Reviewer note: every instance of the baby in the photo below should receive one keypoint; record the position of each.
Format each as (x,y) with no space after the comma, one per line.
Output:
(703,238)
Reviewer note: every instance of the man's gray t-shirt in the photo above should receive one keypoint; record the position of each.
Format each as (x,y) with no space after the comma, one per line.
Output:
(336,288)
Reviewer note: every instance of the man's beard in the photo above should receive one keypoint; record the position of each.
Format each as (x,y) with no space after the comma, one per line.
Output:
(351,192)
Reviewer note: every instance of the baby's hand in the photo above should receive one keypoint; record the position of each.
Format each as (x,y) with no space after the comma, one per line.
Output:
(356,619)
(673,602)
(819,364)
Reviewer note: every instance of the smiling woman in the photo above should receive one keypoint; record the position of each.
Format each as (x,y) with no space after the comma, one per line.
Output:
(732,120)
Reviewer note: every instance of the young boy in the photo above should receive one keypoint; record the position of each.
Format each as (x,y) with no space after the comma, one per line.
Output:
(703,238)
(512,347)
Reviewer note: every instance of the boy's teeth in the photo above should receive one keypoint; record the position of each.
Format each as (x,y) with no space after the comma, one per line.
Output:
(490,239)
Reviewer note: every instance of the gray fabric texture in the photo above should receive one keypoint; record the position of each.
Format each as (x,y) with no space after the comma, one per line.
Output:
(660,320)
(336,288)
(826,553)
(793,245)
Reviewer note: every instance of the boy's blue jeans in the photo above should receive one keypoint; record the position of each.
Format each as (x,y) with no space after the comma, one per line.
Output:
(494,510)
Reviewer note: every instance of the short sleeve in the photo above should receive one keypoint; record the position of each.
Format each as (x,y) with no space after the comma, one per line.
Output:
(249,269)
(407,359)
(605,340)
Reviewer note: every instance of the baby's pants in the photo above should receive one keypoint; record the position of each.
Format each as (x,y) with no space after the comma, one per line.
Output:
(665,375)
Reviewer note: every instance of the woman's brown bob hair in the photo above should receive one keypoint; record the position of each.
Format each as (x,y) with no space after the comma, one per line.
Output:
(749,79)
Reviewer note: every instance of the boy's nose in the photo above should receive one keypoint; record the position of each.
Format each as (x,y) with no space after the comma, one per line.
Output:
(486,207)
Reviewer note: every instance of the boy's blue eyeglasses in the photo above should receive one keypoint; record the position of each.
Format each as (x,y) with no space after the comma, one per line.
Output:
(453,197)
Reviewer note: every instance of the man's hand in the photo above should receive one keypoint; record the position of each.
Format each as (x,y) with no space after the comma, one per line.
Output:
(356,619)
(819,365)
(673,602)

**Prompt**
Output all records verbatim.

**Finished task**
Reviewer note: every instance of the baby in the photo below should receive one keypoint; record the position of each.
Format each as (x,y) with no space after the comma, one per line.
Output:
(703,238)
Reviewer note: every instance of the man's gray t-shirt in the photo above should receive one keypoint; record the position of each.
Format each as (x,y) with no space after the comma, one per line.
Output:
(336,288)
Reviewer note: every instance of the man's beard in the photo above should receive one keypoint; record the position of each.
Format each as (x,y) with no space after the comma, one per line.
Output:
(351,192)
Reviewer note: every instance of the baby's hand in the photo above should receive one keypoint; record the position of each.
Format each as (x,y) with no space after the comma, one per line.
Output:
(356,619)
(673,602)
(819,364)
Reviewer note: every instance of the smiling woman in the photo above should receive one keypoint; record the position of each.
Format each as (x,y) with no space after the comma, one per line.
Output:
(732,120)
Reviewer note: every instance of the young boy in the photo above should receive one keypoint; record the position of each.
Format each as (x,y) with no space after the comma, one per line.
Output:
(703,238)
(512,347)
Reviewer note: every instance of the boy's teeth in the photo above should receive one keypoint; record the position of each.
Format each as (x,y) with no space after the comma, one per line.
Output:
(490,239)
Reviewer note: every instance of the gray fabric texture in the photo above should receive one keypoint; record the position of each.
Format each as (x,y) with no space after the comma, one per line.
Output:
(660,320)
(336,288)
(826,553)
(793,245)
Reviewer note: every instance of the boy's blue jeans in the photo above should receive one keypoint; record the position of each.
Format each as (x,y) with no space after the comma, one per line.
Output:
(494,510)
Reviewer note: every instance of the short sleeve in the photo above should receive one keypoint; record the position of each.
Format each as (x,y) with no space after the comma, one per line.
Output:
(249,269)
(407,359)
(605,340)
Reviewer note: every instance of the baby's pants in the photo above should receive one keypoint; record the position of each.
Format each as (x,y) with no space after the comma, one per line.
Output:
(665,375)
Reviewer note: every instance of the woman's brown bob hair in the photo above should receive one keypoint; record the position of each.
Format each as (x,y) with no space after the comma, one per line.
Output:
(749,79)
Reviewer note: every instance of the boy's nose in the photo above should receive one keypoint; record the position of each.
Format each as (x,y) with no space after the comma, one per line.
Output:
(486,207)
Reviewer note: every instance of the boy's blue eyeglasses in the photo above should receive one keypoint; record the position of each.
Format each as (x,y) with no space after the comma, one per line.
Output:
(453,197)
Reviewer note: every instance of the man's hand in the photo above should receive one keypoint; record the position of each.
Format each as (x,y) with no space after the comma, one per line.
Output:
(356,619)
(819,365)
(673,602)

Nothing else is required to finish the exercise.